→ FRAGMENTO DEL TEXTO:
--- --- ---
El Barabao es un massariol o duende de Venecia, parlanchín y gracioso. Le fascinan las mujeres. Le gusta convertirse en un hilo, deslizarse entre sus pechos y entonces gritar triunfante: “¡soy un tocón de tetas!, ¡soy un tocón de tetas!”. Cuando la mujer mira hacia abajo para ver de dónde sale la voz, el Barabao ya se ha ido y está haciendo observaciones más impertinentes desde el otro pecho.



A veces se convierte en niño abandonado, una familia lo acoge en su casa, y en ausencia del marido, la mujer hasta le da el pecho al Barabao, precisamente lo que más le gusta al elfo de Venecia, pero cuando el marido vuelve, sale corriendo alocadamente: “¡incluso me dio leche! ¡Ja, ja, ja! ¡La muy tonta no sabe quién soy!”
--- --- ---
→ MATERIAL EXTRAÍDO:
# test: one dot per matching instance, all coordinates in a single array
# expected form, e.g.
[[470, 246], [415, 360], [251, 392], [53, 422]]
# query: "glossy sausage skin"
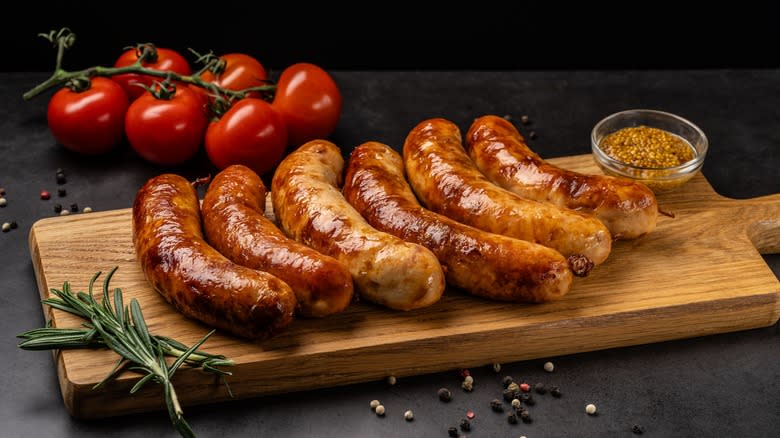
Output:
[[481, 263], [310, 207], [447, 182], [235, 224], [193, 276], [629, 209]]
--- --- ---
→ ENUNCIADO:
Cambia "un hilo" por "una hebra" y copia el texto sobre el Barabao desde "El Barabao es" hasta "el otro pecho.".

→ SOLUCIÓN DEL EJERCICIO:
El Barabao es un massariol o duende de Venecia, parlanchín y gracioso. Le fascinan las mujeres. Le gusta convertirse en una hebra, deslizarse entre sus pechos y entonces gritar triunfante: “¡soy un tocón de tetas!, ¡soy un tocón de tetas!”. Cuando la mujer mira hacia abajo para ver de dónde sale la voz, el Barabao ya se ha ido y está haciendo observaciones más impertinentes desde el otro pecho.